EXERCISE INSTRUCTIONS: Print every one of the entries below exactly, line by line, with no changes.

EXTRACTED RECORDS:
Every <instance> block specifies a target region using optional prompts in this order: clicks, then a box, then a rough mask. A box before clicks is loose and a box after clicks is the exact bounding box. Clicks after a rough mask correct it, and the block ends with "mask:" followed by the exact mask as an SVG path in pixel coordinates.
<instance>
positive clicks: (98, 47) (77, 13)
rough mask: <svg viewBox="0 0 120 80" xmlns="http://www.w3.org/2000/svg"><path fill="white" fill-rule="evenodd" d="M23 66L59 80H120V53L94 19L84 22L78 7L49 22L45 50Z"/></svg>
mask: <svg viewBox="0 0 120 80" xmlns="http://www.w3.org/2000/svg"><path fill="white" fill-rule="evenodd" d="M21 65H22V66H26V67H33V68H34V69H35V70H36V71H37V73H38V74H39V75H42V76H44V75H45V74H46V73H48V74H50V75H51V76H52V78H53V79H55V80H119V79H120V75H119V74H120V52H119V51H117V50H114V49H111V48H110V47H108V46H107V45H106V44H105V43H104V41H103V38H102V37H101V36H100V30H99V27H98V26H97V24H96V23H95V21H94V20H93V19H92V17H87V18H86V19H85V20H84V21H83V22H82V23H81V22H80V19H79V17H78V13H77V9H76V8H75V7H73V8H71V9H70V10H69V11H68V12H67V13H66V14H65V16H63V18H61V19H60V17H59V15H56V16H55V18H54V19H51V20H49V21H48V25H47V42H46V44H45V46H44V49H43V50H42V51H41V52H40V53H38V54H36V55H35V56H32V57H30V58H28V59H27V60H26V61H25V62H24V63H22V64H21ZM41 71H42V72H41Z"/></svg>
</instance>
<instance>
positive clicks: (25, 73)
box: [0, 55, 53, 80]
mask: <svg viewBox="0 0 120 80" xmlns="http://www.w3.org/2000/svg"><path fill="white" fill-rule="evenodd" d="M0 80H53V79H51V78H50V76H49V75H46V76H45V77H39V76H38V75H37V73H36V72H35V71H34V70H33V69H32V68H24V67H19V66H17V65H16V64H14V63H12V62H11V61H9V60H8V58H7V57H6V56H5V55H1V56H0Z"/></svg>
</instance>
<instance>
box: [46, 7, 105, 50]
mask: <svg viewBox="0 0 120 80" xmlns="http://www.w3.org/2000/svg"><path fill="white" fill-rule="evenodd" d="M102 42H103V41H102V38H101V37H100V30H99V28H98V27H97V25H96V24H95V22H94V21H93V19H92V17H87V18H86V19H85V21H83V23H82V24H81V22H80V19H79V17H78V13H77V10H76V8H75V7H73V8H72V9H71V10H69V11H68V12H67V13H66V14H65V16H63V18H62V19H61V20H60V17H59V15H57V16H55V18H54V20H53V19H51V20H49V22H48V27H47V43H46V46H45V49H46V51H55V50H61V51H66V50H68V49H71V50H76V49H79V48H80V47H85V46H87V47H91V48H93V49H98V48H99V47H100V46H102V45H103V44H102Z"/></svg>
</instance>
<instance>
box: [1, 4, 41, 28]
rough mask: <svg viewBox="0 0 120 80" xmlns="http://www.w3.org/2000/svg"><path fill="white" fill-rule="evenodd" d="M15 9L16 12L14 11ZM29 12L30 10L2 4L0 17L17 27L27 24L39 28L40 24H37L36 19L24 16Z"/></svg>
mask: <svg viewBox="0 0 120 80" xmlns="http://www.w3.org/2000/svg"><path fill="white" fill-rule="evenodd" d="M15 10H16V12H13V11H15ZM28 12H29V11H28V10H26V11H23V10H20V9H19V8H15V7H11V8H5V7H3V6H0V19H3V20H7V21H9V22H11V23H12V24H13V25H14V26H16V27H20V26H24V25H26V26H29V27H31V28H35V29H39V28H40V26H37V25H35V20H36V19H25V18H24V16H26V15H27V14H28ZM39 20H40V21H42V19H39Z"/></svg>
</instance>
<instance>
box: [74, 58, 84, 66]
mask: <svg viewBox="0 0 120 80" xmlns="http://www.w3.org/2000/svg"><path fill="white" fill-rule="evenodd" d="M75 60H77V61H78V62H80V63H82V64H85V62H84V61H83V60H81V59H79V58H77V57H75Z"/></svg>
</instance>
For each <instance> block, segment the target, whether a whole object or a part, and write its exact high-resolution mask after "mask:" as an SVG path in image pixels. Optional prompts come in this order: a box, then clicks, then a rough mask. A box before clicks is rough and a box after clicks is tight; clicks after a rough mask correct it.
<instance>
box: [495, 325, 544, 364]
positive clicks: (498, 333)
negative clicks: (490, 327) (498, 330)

EXPECTED ANSWER:
Every <instance> block specifies a target region using optional prompts in this order: clicks, then a box, then a rough mask. A box before clicks is loose and a box after clicks is the exact bounding box. Clicks after a rough mask correct it, and the block ends with "mask:" followed by the exact mask as an SVG path in pixel coordinates.
<instance>
positive clicks: (98, 47) (77, 13)
rough mask: <svg viewBox="0 0 120 80" xmlns="http://www.w3.org/2000/svg"><path fill="white" fill-rule="evenodd" d="M23 66L59 80H120V53L94 19L84 22L78 7L49 22L45 50Z"/></svg>
mask: <svg viewBox="0 0 120 80" xmlns="http://www.w3.org/2000/svg"><path fill="white" fill-rule="evenodd" d="M21 65H22V66H26V67H33V68H34V69H35V70H36V71H37V73H38V74H39V75H42V76H44V75H45V74H46V73H48V74H50V75H51V76H52V78H53V79H55V80H119V79H120V75H119V74H120V52H119V51H117V50H114V49H111V48H110V47H108V46H107V45H106V44H105V43H104V41H103V38H102V37H101V36H100V30H99V27H98V26H97V24H96V23H95V21H94V20H93V19H92V17H87V18H86V19H85V20H84V21H83V22H82V23H81V22H80V19H79V17H78V13H77V9H76V8H75V7H73V8H71V9H70V10H69V11H68V12H67V13H66V14H65V16H63V18H61V19H60V17H59V15H56V16H55V18H54V19H51V20H49V21H48V25H47V42H46V44H45V46H44V49H43V50H42V51H41V52H40V53H38V54H36V55H35V56H32V57H30V58H28V59H27V60H26V61H25V62H24V63H22V64H21ZM41 71H42V72H41Z"/></svg>
</instance>
<instance>
positive clicks: (25, 73)
box: [0, 55, 53, 80]
mask: <svg viewBox="0 0 120 80" xmlns="http://www.w3.org/2000/svg"><path fill="white" fill-rule="evenodd" d="M0 80H53V79H51V78H50V76H49V75H46V76H45V77H39V76H38V75H37V73H36V72H35V71H34V70H33V69H32V68H24V67H19V66H17V65H16V64H14V63H12V62H11V61H9V60H8V58H7V57H6V56H5V55H1V56H0Z"/></svg>
</instance>
<instance>
box: [46, 7, 105, 50]
mask: <svg viewBox="0 0 120 80" xmlns="http://www.w3.org/2000/svg"><path fill="white" fill-rule="evenodd" d="M102 42H103V41H102V38H101V37H100V30H99V28H98V27H97V25H96V24H95V22H94V21H93V19H92V17H87V18H86V19H85V21H83V23H82V24H81V22H80V19H79V17H78V13H77V10H76V8H75V7H73V8H72V9H71V10H69V11H68V12H67V13H66V14H65V16H63V18H62V19H61V20H60V17H59V15H57V16H55V18H54V20H53V19H51V20H49V22H48V27H47V43H46V46H45V49H46V51H55V50H61V51H66V50H68V49H71V50H76V49H79V48H80V47H85V46H87V47H91V48H93V49H98V48H99V47H100V46H102V45H103V44H102Z"/></svg>
</instance>
<instance>
box: [1, 4, 41, 28]
rough mask: <svg viewBox="0 0 120 80" xmlns="http://www.w3.org/2000/svg"><path fill="white" fill-rule="evenodd" d="M15 9L16 12L14 11ZM29 12L30 10L2 4L0 17L17 27L27 24L39 28L40 24H37L36 19L24 16Z"/></svg>
mask: <svg viewBox="0 0 120 80" xmlns="http://www.w3.org/2000/svg"><path fill="white" fill-rule="evenodd" d="M15 10H16V12H13V11H15ZM28 12H29V11H28V10H26V11H23V10H20V9H19V8H15V7H11V8H5V7H3V6H0V19H3V20H7V21H9V22H11V23H12V24H13V25H14V26H16V27H20V26H24V25H26V26H29V27H31V28H35V29H39V28H40V26H37V25H35V20H36V19H25V18H24V16H26V15H27V14H28ZM39 20H40V21H42V19H39Z"/></svg>
</instance>
<instance>
box: [74, 58, 84, 66]
mask: <svg viewBox="0 0 120 80" xmlns="http://www.w3.org/2000/svg"><path fill="white" fill-rule="evenodd" d="M75 60H77V61H78V62H80V63H82V64H85V62H84V61H83V60H81V59H79V58H77V57H75Z"/></svg>
</instance>
For each <instance> block, segment the target, whether a whole object or a part, and write its exact high-resolution mask after "mask:" as an SVG path in image pixels. Optional prompts come in this order: a box, then clicks, then a rough mask. A box before clicks is rough and a box after clicks is tight; clicks after a rough mask correct it.
<instance>
box: [495, 325, 544, 364]
positive clicks: (498, 333)
negative clicks: (490, 327) (498, 330)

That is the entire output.